TO DO ::
Reproduce the entries exactly.
※
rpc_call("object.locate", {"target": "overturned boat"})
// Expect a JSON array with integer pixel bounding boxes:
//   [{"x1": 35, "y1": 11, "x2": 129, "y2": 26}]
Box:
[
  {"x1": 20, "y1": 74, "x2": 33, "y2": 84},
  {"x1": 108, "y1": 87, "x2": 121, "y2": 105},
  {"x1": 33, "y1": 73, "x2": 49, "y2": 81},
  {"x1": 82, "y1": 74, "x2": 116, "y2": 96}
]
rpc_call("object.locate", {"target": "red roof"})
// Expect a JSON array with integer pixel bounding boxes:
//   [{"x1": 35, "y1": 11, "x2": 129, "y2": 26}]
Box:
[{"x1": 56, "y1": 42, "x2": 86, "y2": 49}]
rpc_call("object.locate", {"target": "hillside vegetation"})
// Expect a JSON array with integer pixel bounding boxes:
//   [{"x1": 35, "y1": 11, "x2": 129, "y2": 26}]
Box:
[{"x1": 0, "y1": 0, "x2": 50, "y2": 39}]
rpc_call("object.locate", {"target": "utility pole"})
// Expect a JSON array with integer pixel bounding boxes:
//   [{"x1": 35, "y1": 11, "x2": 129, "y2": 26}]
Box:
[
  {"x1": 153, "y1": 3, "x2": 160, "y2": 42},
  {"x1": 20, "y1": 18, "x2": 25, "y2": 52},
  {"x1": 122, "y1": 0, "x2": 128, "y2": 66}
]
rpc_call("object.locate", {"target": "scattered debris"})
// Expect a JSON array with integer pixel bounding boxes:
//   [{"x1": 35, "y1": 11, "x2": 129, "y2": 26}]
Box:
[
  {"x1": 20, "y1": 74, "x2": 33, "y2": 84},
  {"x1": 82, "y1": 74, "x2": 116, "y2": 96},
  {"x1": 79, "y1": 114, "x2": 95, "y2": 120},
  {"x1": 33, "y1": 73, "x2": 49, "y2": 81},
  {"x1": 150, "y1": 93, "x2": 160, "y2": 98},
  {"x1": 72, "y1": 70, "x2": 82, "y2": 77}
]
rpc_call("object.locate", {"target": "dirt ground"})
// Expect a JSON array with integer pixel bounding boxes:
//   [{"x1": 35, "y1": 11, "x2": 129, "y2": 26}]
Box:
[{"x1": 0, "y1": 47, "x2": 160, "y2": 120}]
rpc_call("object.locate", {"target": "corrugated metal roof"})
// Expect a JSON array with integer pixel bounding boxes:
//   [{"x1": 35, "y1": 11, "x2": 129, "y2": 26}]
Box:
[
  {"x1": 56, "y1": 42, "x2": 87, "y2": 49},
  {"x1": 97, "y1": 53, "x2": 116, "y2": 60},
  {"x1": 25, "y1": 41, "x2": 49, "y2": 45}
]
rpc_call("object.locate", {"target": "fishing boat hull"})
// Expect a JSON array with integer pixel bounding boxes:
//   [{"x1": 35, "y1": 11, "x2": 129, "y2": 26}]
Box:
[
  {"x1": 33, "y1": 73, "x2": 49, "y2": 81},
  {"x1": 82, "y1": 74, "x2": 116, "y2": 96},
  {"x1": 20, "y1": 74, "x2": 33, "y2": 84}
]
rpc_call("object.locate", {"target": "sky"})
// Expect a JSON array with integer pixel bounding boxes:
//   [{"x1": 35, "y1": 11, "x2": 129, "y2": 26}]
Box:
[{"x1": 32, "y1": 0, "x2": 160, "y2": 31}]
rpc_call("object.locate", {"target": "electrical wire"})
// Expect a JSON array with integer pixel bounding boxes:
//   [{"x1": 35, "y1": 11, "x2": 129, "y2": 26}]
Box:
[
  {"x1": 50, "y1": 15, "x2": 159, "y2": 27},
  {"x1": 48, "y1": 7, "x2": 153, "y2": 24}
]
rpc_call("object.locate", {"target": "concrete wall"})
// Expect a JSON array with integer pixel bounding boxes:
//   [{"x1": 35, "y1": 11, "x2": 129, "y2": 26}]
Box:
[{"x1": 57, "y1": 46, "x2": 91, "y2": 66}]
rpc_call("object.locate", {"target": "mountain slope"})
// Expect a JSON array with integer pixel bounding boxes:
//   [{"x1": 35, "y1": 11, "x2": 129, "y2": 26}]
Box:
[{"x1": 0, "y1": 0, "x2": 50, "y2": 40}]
※
ANSWER BELOW ::
rpc_call("object.locate", {"target": "overturned boat"})
// Expect a JSON array with integer pixel bounding boxes:
//   [{"x1": 35, "y1": 11, "x2": 129, "y2": 26}]
Box:
[
  {"x1": 20, "y1": 74, "x2": 33, "y2": 84},
  {"x1": 108, "y1": 87, "x2": 121, "y2": 105},
  {"x1": 33, "y1": 73, "x2": 49, "y2": 81},
  {"x1": 82, "y1": 74, "x2": 116, "y2": 96}
]
rpc_call("object.locate", {"target": "red roof"})
// Expect a JSON array with integer pixel bounding boxes:
//   [{"x1": 35, "y1": 11, "x2": 129, "y2": 26}]
Box:
[{"x1": 56, "y1": 42, "x2": 86, "y2": 49}]
rpc_call("object.locate", {"target": "hillside vegetation"})
// Expect a JSON array with integer pixel bounding boxes:
//   [{"x1": 35, "y1": 11, "x2": 129, "y2": 26}]
Box:
[{"x1": 0, "y1": 0, "x2": 50, "y2": 39}]
rpc_call("object.locate", {"target": "utility pole"})
// Expect a JSON array with integer pixel bounding boxes:
//   [{"x1": 35, "y1": 11, "x2": 129, "y2": 26}]
Box:
[
  {"x1": 153, "y1": 3, "x2": 160, "y2": 42},
  {"x1": 20, "y1": 18, "x2": 25, "y2": 52},
  {"x1": 122, "y1": 0, "x2": 128, "y2": 66}
]
rpc_call("object.locate", {"target": "scattered debris"})
// Expect a JSON array with integer pixel bounding boxes:
//   [{"x1": 35, "y1": 11, "x2": 129, "y2": 26}]
Box:
[
  {"x1": 20, "y1": 74, "x2": 33, "y2": 84},
  {"x1": 82, "y1": 74, "x2": 116, "y2": 96},
  {"x1": 79, "y1": 114, "x2": 95, "y2": 120},
  {"x1": 33, "y1": 73, "x2": 49, "y2": 81},
  {"x1": 150, "y1": 93, "x2": 160, "y2": 98},
  {"x1": 72, "y1": 70, "x2": 82, "y2": 77}
]
rpc_call("object.locate", {"target": "dirt ground"})
// Expect a JSON array with integer pixel bounding boxes:
//   [{"x1": 35, "y1": 11, "x2": 129, "y2": 26}]
Box:
[{"x1": 0, "y1": 47, "x2": 160, "y2": 120}]
rpc_call("object.locate", {"target": "corrugated metal roof"})
// Expect a JSON array with integer pixel bounding boxes:
//   [{"x1": 35, "y1": 11, "x2": 129, "y2": 26}]
Box:
[
  {"x1": 56, "y1": 42, "x2": 87, "y2": 49},
  {"x1": 97, "y1": 53, "x2": 116, "y2": 60},
  {"x1": 25, "y1": 41, "x2": 49, "y2": 45}
]
rpc_call("object.locate", {"target": "fishing boat hull"})
// Expect a JSON array with integer pixel bounding boxes:
//   [{"x1": 35, "y1": 11, "x2": 129, "y2": 26}]
Box:
[
  {"x1": 33, "y1": 73, "x2": 49, "y2": 81},
  {"x1": 82, "y1": 74, "x2": 116, "y2": 96},
  {"x1": 20, "y1": 74, "x2": 33, "y2": 84}
]
rpc_call("object.locate", {"target": "sky"})
// Expect a JSON array with integer pixel bounding boxes:
//   [{"x1": 35, "y1": 11, "x2": 129, "y2": 26}]
Box:
[{"x1": 32, "y1": 0, "x2": 160, "y2": 31}]
rpc_call("object.locate", {"target": "electrical wire"})
// Expect a JSON array with integer pixel bounding boxes:
//   [{"x1": 35, "y1": 11, "x2": 129, "y2": 26}]
Box:
[
  {"x1": 50, "y1": 15, "x2": 159, "y2": 27},
  {"x1": 48, "y1": 7, "x2": 153, "y2": 24}
]
rpc_call("object.locate", {"target": "concrete wall"})
// Expect a JSON array with integer pixel bounding boxes:
//   [{"x1": 35, "y1": 11, "x2": 129, "y2": 26}]
Box:
[{"x1": 57, "y1": 46, "x2": 91, "y2": 66}]
rpc_call("object.locate", {"target": "mountain slope"})
// Expect a JSON array with integer pixel bounding boxes:
//   [{"x1": 35, "y1": 11, "x2": 129, "y2": 26}]
Box:
[{"x1": 0, "y1": 0, "x2": 50, "y2": 40}]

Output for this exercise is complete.